*** Document extract Section Begins ***

One of the problems in the tort reform debate is the use of simplistic statistics.  The identification of particular problems in assessing the existence of the need for tort reform or the effect of tort reform has generated a number of studies.  Many of them conflicting.  This is because they tend to be advocacy briefs rather than  disinterested research.  Robert Hunter, writing under the aegis of the Americans for Insurance Reform, is the latest into the fray.  His report finds that doctors are being gouged by their insurers.  He uses a pretty good data set of loss costs by state and he finds that the losses have not risen to reflect the crisis that is supposed to exist.  Further, he finds that the growth in losses are not that much different in the last five years (so-called crisis years) from the previous five years.  In fact the report claims that tort reform did not make a difference.  While he does show statistics, he does no statistical tests.  Not one.

*** Document extract Section Ends ***
*** Exercise data Section Begins ***

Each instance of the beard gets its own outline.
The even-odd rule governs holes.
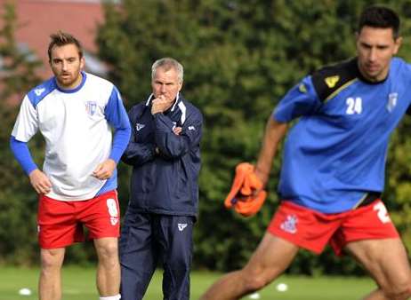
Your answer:
[[[64,89],[72,89],[77,87],[82,80],[80,70],[75,72],[65,72],[55,76],[59,86]]]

*** Exercise data Section Ends ***

Activity A:
Answer these questions about the passage on tort reform statistics, one line each:
(i) Why do many of the tort reform studies conflict?
(ii) Under whose aegis is Robert Hunter writing?
(iii) What does Hunter's report not contain, even though it shows statistics?
Activity B:
Summarize the passage on tort reform statistics in two sentences.
Activity C:
Write the next part of the passage on tort reform statistics, picking up after its final sentence.

Exercise result A:
(i) They tend to be advocacy briefs rather than disinterested research.
(ii) The Americans for Insurance Reform.
(iii) Any statistical tests. It has not one.

Exercise result B:
The tort reform debate suffers from simplistic statistics, and its many studies often conflict because they tend to be advocacy briefs rather than disinterested research. Robert Hunter's report for the Americans for Insurance Reform finds that insurers are gouging doctors, that losses have not risen to match the supposed crisis, and that tort reform made no difference, yet it performs no statistical tests.

Exercise result C:
Essentially what he does is look at states with a set of certain tort reform and states with fewer reforms.  He then looks at the percentage loss cost growth and uses the eyeball (it looks close to me) test to say there are no differences.  He also says that during the crisis years loss costs grew less in states with relatively few reforms and more in states with the most reforms.  Now this is pretty interesting as one would expect the reverse at first glance. However, one might actually expect states under more pressure (higher increases in loss costs, higher premiums, etc.) are more likely to put in place new reforms.  States without loss cost growth are not likely to put additional reforms in place.  This failure to control for causation or at least control for the fact that the choice of reform is an endogenous choice is quite important.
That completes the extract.